Article.
Les articles publiés dans cette rubrique ne reflètent pas nécessairement les opinions de Nawaat.

Le nouveau clip de l’artiste et chanteuse Asma Ben Othmane Yamma lasmar Douni  qui a fait le buzz sera notre support pour développer nos réflexions. Nous voulons nous interroger sur la façon dont la société tunisienne comprend la question du racisme anti-noir. La manière dont plusieurs catégories socioprofessionnelles réagissent, à savoir les médias, les artistes ou même des associations, les approches adoptées, les outils utilisés pour faire face à ce flux de racisme, nous mettent, du point de vue moral face à notre conscience et notre responsabilité intellectuelle. Une analyse d’une telle dynamique/condition est plus que nécessaire.

Un producteur tunisien voulait, apparemment manifester son intérêt pour la question du racisme anti-noir et participer, en conséquence, dans la dynamique de la lutte contre ce phénomène pervers dans notre pays.

L’idée de ce clip était alors la reprise d’une chanson traditionnelle chantée il y a presque 26 ans par le grand artiste noir Slah Mosbah dans la fameuse œuvre Nouba  de Fadhel Jaziri. Le refrain de la chanson dit “yamma Lasmar Douni makom tgoulou ‘alach lasmar douni, mahbes gronfel fi jenan erroumi”  : [Pourquoi dites-vous que le brun n’est pas bien ou n’est pas beau  alors qu’il est comme des œillets dans le grand jardin d’un européen].

Indépendamment  de la beauté que peut avoir un pot de fleurs particulièrement les œillets Qronfel  cette image, évoque un objet de décoration dans un jardin d’un colon européen Erroumi, et suggère l’inactivité, l’absence de dynamisme et le paternalisme…On s’occupe de pot de fleurs pour qu’il soit propre et beau. En contrepartie ce pot d’œillets nous donne sa bonne odeur et ses couleurs vives, voire de la vie. C’est la même chose quand on compare la femme à une fleur que l’homme doit arroser afin que sa beauté demeure. La question ici est une question de dépendance. La vie de ces fleurs s’arrête quand le maître arrête l’irrigation ou l’arrosage.  Vous comprenez que l’image ici est une image de fétichisation et de dépendance jusqu’à la moelle. Ces chansons traditionnelles, ont finalement réussi à faire de nous de bons adeptes des métaphores sublimés d’une situation inhumaine. Une telle banalisation est passée  inaperçue et plutôt que de faire sa propre lecture, on s’est réjoui de l’adoption d’une lecture commune.

Données fournies.
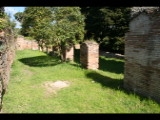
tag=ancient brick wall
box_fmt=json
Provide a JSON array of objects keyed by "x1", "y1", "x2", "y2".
[
  {"x1": 124, "y1": 11, "x2": 160, "y2": 102},
  {"x1": 0, "y1": 30, "x2": 15, "y2": 110},
  {"x1": 80, "y1": 41, "x2": 99, "y2": 70},
  {"x1": 16, "y1": 36, "x2": 38, "y2": 50},
  {"x1": 66, "y1": 46, "x2": 74, "y2": 61}
]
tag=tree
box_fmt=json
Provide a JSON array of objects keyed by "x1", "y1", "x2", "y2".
[
  {"x1": 18, "y1": 7, "x2": 53, "y2": 51},
  {"x1": 81, "y1": 7, "x2": 131, "y2": 53},
  {"x1": 14, "y1": 12, "x2": 23, "y2": 23},
  {"x1": 52, "y1": 7, "x2": 85, "y2": 61}
]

Travail demandé.
**A)** Répondez à ces questions sur l'article :
(i) Quelle artiste chante le nouveau clip Yamma lasmar Douni ?
(ii) Dans quelle œuvre de Fadhel Jaziri Slah Mosbah a-t-il chanté la chanson traditionnelle reprise par ce clip ?
(iii) D'après l'article, de quelle question s'agit-il au fond dans l'image du pot d'œillets ?
**B)** Recopiez le passage de l'article de "Le nouveau clip" à "dans notre pays." en substituant "racisme envers les Noirs" à "racisme anti-noir".
Les enregistrements n'ont aucun lien avec l'article.

Réponses par exercice.
**A)**
(i) Asma Ben Othmane.
(ii) Nouba.
(iii) D'une question de dépendance.

**B)**
Le nouveau clip de l’artiste et chanteuse Asma Ben Othmane Yamma lasmar Douni  qui a fait le buzz sera notre support pour développer nos réflexions. Nous voulons nous interroger sur la façon dont la société tunisienne comprend la question du racisme envers les Noirs. La manière dont plusieurs catégories socioprofessionnelles réagissent, à savoir les médias, les artistes ou même des associations, les approches adoptées, les outils utilisés pour faire face à ce flux de racisme, nous mettent, du point de vue moral face à notre conscience et notre responsabilité intellectuelle. Une analyse d’une telle dynamique/condition est plus que nécessaire.

Un producteur tunisien voulait, apparemment manifester son intérêt pour la question du racisme envers les Noirs et participer, en conséquence, dans la dynamique de la lutte contre ce phénomène pervers dans notre pays.